··· PASSAGE SHOWN ···

Tuatara living on an island in Cook Strait may be doomed to a lifetime as bachelors thanks to climate change.
Tuatara eggs hatch out as male or female depending on the temperature. The hatchlings come out as females if it's cold and males if it's warm.
The problem is that the climate has warmed in recent times thanks to greenhouse gas emissions, leading to 70 percent of tuatara hatchlings on North Brother Island in the Cook Strait being born as males - and the ratio is worsening.
Researchers at Victoria University have been monitoring the roughly 500 tuatara living on North Brother Island for 25 years. Nicky Nelson, from the university's School of Biological Sciences, said population modelling showed there would eventually be no female tuatara left on the island, and the population would die out.
However the species as a whole is not facing extinction yet, with tuatara on other islands maintaining a 50/50 male to female split.
Dr Nelson said tuatara on North Brother Island appeared to be particularly vulnerable because they nested on the sunny, north-facing slopes of the island.

··· RECORDS SUPPLIED ···

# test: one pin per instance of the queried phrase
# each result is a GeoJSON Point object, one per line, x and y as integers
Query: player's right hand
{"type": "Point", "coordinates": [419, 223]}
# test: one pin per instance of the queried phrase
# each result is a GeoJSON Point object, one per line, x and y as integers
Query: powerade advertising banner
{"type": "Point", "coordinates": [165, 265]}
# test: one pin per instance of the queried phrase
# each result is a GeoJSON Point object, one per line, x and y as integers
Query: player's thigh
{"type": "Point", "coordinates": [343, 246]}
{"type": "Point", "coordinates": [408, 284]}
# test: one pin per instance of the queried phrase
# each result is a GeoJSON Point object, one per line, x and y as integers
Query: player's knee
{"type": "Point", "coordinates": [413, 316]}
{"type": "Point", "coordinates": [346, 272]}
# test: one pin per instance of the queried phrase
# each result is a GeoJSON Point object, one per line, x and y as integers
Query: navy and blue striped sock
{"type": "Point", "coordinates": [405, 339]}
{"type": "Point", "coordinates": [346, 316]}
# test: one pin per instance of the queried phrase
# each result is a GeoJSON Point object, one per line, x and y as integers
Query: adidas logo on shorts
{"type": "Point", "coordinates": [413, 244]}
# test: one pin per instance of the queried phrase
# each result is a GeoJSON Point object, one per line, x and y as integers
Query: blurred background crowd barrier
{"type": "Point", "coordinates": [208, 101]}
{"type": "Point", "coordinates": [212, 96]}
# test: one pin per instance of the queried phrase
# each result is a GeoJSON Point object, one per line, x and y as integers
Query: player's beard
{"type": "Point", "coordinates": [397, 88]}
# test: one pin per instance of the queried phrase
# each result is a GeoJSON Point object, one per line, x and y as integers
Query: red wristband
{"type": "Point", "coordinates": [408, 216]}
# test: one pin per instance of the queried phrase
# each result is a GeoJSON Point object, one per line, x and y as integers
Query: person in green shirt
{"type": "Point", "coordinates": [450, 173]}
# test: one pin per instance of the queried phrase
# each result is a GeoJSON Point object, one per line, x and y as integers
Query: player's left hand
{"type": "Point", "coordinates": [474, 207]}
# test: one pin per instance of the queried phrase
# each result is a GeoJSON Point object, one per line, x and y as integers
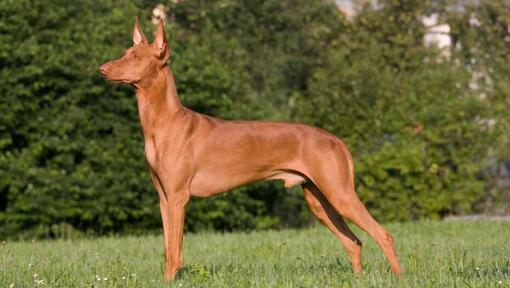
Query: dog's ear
{"type": "Point", "coordinates": [138, 36]}
{"type": "Point", "coordinates": [160, 43]}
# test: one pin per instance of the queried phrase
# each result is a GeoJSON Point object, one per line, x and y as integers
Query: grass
{"type": "Point", "coordinates": [433, 254]}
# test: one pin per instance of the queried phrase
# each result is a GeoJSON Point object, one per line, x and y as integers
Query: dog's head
{"type": "Point", "coordinates": [141, 61]}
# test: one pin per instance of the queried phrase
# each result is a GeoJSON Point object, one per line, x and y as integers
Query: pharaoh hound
{"type": "Point", "coordinates": [194, 155]}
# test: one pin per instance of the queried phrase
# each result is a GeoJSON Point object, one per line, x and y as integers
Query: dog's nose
{"type": "Point", "coordinates": [104, 69]}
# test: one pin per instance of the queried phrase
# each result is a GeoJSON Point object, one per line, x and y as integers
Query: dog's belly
{"type": "Point", "coordinates": [209, 183]}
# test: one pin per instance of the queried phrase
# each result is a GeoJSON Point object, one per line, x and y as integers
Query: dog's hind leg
{"type": "Point", "coordinates": [323, 210]}
{"type": "Point", "coordinates": [343, 198]}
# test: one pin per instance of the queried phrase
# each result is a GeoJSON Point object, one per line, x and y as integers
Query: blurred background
{"type": "Point", "coordinates": [419, 90]}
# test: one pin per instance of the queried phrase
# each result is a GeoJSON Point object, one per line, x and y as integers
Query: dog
{"type": "Point", "coordinates": [193, 155]}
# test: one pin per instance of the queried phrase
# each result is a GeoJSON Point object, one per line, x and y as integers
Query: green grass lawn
{"type": "Point", "coordinates": [433, 254]}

···

- **EXERCISES**
• a. In the tuatara passage, how long have Victoria University researchers been monitoring the tuatara on North Brother Island?
• b. Retype the portion of the tuatara passage starting with "Tuatara eggs hatch" and going on through "to female split.".
The entries come from a source other than the tuatara passage.

- **OUTPUTS BY TASK**
• a. For 25 years.

• b.
Tuatara eggs hatch out as male or female depending on the temperature. The hatchlings come out as females if it's cold and males if it's warm.
The problem is that the climate has warmed in recent times thanks to greenhouse gas emissions, leading to 70 percent of tuatara hatchlings on North Brother Island in the Cook Strait being born as males - and the ratio is worsening.
Researchers at Victoria University have been monitoring the roughly 500 tuatara living on North Brother Island for 25 years. Nicky Nelson, from the university's School of Biological Sciences, said population modelling showed there would eventually be no female tuatara left on the island, and the population would die out.
However the species as a whole is not facing extinction yet, with tuatara on other islands maintaining a 50/50 male to female split.